Dataset rows on where objects appear

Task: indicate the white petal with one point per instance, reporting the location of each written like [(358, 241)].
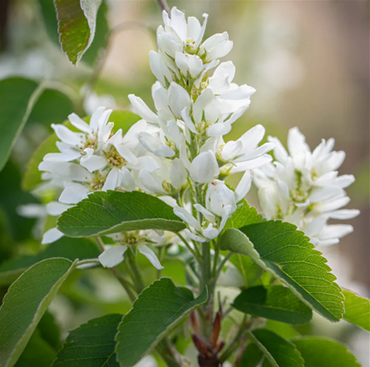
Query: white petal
[(150, 255), (186, 217), (51, 235), (210, 232), (204, 167), (67, 136), (178, 173), (344, 214), (244, 186), (112, 256), (207, 214), (113, 180), (194, 237), (335, 231), (80, 124), (55, 208), (178, 99)]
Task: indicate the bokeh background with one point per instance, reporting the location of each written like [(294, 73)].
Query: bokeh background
[(308, 60)]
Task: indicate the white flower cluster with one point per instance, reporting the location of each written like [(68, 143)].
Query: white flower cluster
[(178, 151), (303, 187), (193, 112)]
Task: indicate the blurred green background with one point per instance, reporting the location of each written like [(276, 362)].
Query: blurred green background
[(308, 60)]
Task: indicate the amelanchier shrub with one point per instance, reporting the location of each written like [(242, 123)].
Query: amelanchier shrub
[(157, 187)]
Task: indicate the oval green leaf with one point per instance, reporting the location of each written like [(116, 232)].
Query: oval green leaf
[(112, 212), (324, 352), (287, 254), (278, 351), (357, 310), (69, 248), (76, 26), (26, 302), (159, 308), (17, 96), (92, 344), (274, 302)]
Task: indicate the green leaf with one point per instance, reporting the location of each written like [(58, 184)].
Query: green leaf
[(278, 351), (243, 216), (92, 344), (53, 106), (324, 352), (100, 42), (274, 302), (17, 96), (37, 353), (357, 310), (69, 248), (159, 308), (251, 357), (26, 302), (76, 26), (32, 177), (111, 212), (287, 254)]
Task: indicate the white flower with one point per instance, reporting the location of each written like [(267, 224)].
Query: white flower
[(304, 188), (220, 204), (114, 255), (245, 153), (204, 167)]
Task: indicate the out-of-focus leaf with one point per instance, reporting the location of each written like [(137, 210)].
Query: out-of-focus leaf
[(274, 302), (17, 96), (357, 310), (69, 248), (26, 302), (11, 197), (37, 353), (76, 26), (159, 308), (251, 357), (32, 177), (287, 254), (278, 351), (93, 342), (112, 212), (52, 106), (324, 352)]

**Short exercise**:
Without the pictures, extract every entry verbatim.

**Written reply**:
Task: indicate the white petal with one point per instance, reporting the location of each written like [(358, 241)].
Query: white petal
[(150, 255), (186, 217), (51, 235), (210, 232), (204, 167), (67, 136), (178, 173), (344, 214), (244, 186), (112, 256), (207, 214), (113, 180), (194, 237), (335, 231), (80, 124), (55, 208), (178, 99)]
Task: indicate the bokeh background with one point per instance, reporting the location of each written like [(294, 73)].
Query: bokeh background
[(308, 60)]
Task: indicate the white flower cluster with one point per instance, reporting the location of each written like [(68, 143)].
Query: white flower cluster
[(178, 151), (303, 187), (193, 112)]
Task: indicate the blurred green background with one point per instance, reporting the location of each written like [(276, 362)].
Query: blurred green background
[(308, 60)]
Task: indicate the amelanchier shrub with one point per instance, reporting the location of each written like [(242, 123)].
Query: amelanchier shrub
[(157, 187)]
Task: indicate the oval green leaf with one point per instance, reporting the location of each written like [(116, 232)].
Query: oval green leaf
[(112, 212), (324, 352), (287, 254), (278, 351), (357, 310), (69, 248), (76, 26), (26, 302), (159, 308), (17, 96), (92, 344), (274, 302)]
Task: indicate the green leaf with one point per instance, reporting the location of each written like [(58, 184)].
Query: green leaf
[(278, 351), (243, 216), (92, 344), (53, 106), (324, 352), (100, 42), (274, 302), (17, 96), (37, 353), (357, 310), (69, 248), (159, 308), (251, 357), (26, 302), (76, 26), (32, 177), (111, 212), (287, 254)]
Task: indicate the white flower with one point per instance, reporting the location of each written like [(267, 224)].
Query: white flower
[(304, 188), (220, 204), (114, 255), (245, 153), (204, 167)]
Task: indicate the out-of-focus leaf with one point per instance, reporting the location of each written like [(137, 210)].
Query: out-of-focus leaf
[(274, 302), (17, 96), (357, 310), (69, 248), (26, 302), (11, 197), (37, 353), (76, 26), (159, 308), (251, 357), (32, 177), (287, 254), (278, 351), (93, 342), (112, 212), (52, 106), (324, 352)]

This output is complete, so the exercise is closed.